[Available data — start]
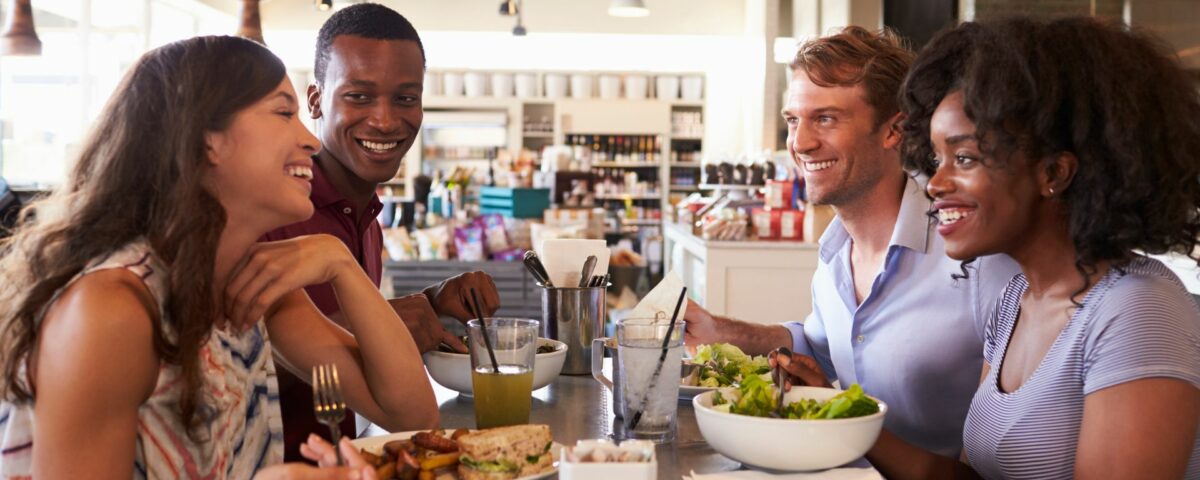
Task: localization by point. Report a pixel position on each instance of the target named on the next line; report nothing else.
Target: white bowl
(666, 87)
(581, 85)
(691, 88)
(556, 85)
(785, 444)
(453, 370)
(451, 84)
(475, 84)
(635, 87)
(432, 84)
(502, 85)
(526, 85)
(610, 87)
[Available data — finish]
Task description
Your reply should hold only the records, duplicated exactly, without any image.

Written answer
Task: localization by point. Report a pixel position on each instance of the target named on the next line; report nothing else.
Target: white bowl
(666, 87)
(581, 85)
(691, 88)
(556, 85)
(785, 444)
(453, 370)
(451, 84)
(475, 84)
(635, 87)
(432, 84)
(502, 85)
(526, 85)
(610, 87)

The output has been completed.